→ WRITTEN REQUEST:
Gather every line in the listing below that contains the word "bullet", and reproduce each one in full.
____ RECORDED DATA
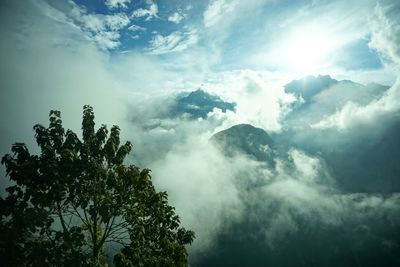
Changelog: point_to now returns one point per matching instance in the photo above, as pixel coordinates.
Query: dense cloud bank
(331, 196)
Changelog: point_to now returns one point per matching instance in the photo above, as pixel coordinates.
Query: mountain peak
(309, 86)
(198, 103)
(246, 139)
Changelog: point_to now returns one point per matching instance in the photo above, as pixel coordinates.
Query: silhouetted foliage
(76, 203)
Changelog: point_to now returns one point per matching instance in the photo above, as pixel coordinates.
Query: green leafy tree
(76, 204)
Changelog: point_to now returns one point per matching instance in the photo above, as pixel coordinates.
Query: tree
(77, 203)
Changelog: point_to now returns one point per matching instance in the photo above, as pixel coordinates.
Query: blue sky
(334, 37)
(130, 59)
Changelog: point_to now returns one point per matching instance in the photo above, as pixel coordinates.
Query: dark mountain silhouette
(247, 139)
(198, 104)
(309, 86)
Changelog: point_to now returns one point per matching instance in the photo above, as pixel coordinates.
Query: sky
(132, 59)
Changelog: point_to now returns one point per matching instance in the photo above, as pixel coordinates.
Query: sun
(306, 49)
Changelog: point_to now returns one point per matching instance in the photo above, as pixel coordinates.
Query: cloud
(102, 29)
(385, 27)
(259, 103)
(148, 14)
(174, 42)
(352, 114)
(216, 10)
(195, 188)
(176, 18)
(114, 4)
(136, 28)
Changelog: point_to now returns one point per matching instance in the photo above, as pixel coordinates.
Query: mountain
(309, 86)
(198, 104)
(246, 139)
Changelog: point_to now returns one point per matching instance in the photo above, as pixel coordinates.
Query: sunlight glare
(306, 49)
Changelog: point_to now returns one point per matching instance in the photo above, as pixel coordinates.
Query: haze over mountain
(273, 125)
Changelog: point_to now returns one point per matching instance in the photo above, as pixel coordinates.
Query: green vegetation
(77, 204)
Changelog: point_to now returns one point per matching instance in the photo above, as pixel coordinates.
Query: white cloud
(176, 18)
(149, 13)
(216, 10)
(113, 4)
(352, 114)
(258, 102)
(385, 26)
(136, 28)
(102, 29)
(176, 41)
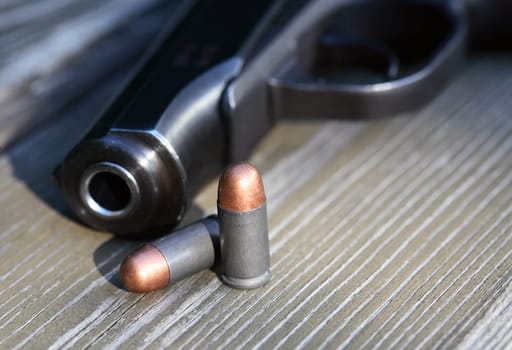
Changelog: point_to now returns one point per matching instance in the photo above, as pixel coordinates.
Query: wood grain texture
(390, 233)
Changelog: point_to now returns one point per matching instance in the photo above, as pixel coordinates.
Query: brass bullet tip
(145, 270)
(241, 188)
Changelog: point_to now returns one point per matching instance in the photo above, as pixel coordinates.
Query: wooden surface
(391, 233)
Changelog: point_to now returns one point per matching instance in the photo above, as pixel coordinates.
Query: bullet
(243, 227)
(171, 258)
________
→ ANSWER TO THE TASK:
Query: brass bullet tip
Query: bullet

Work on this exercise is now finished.